Goal of the exercise: Read the data, and whenever a line holds the word "pixel", report that line.

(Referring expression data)
»»
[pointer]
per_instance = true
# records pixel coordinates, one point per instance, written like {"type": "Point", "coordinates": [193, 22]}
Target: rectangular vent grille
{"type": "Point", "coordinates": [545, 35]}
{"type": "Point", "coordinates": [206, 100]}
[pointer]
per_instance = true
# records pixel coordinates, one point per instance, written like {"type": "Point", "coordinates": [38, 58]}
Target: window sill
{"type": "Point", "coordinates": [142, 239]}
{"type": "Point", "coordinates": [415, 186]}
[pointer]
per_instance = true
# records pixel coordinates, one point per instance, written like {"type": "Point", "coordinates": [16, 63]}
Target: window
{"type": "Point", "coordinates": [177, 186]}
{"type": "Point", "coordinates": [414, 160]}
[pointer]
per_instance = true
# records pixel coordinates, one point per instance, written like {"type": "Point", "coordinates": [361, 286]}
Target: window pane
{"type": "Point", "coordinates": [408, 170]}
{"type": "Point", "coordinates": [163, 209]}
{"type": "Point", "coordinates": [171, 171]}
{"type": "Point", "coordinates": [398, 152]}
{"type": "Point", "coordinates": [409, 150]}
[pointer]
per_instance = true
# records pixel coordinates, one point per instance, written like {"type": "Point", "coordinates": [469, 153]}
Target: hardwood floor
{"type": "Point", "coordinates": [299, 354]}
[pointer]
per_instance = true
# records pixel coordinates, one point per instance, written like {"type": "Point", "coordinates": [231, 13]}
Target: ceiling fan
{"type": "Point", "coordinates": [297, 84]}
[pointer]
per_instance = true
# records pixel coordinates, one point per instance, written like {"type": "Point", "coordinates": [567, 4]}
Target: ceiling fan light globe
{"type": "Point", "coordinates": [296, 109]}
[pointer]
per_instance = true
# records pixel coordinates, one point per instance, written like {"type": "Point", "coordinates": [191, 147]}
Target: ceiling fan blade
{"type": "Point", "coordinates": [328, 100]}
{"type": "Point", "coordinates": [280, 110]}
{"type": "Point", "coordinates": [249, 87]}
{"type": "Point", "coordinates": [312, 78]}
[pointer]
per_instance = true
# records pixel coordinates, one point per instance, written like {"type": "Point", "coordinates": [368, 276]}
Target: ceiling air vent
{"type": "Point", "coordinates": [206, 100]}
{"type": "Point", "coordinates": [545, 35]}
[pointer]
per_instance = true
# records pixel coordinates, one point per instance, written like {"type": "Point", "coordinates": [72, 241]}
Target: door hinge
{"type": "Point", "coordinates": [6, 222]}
««
Solution to this task:
# records pixel coordinates, one point per instance, written like {"type": "Point", "coordinates": [193, 22]}
# records pixel coordinates, one point per instance, written like {"type": "Point", "coordinates": [38, 58]}
# records pixel coordinates, one point per instance, written like {"type": "Point", "coordinates": [16, 63]}
# records pixel coordinates, one point per instance, written like {"type": "Point", "coordinates": [361, 286]}
# records pixel coordinates, one point per instance, written like {"type": "Point", "coordinates": [469, 153]}
# records pixel coordinates, one point per instance, written like {"type": "Point", "coordinates": [231, 13]}
# records pixel coordinates, one point per instance, written like {"type": "Point", "coordinates": [567, 4]}
# records pixel coordinates, one point per instance, written like {"type": "Point", "coordinates": [191, 147]}
# records pixel coordinates, one point per instance, written like {"type": "Point", "coordinates": [368, 276]}
# records pixel coordinates, one point per instance, written like {"type": "Point", "coordinates": [72, 241]}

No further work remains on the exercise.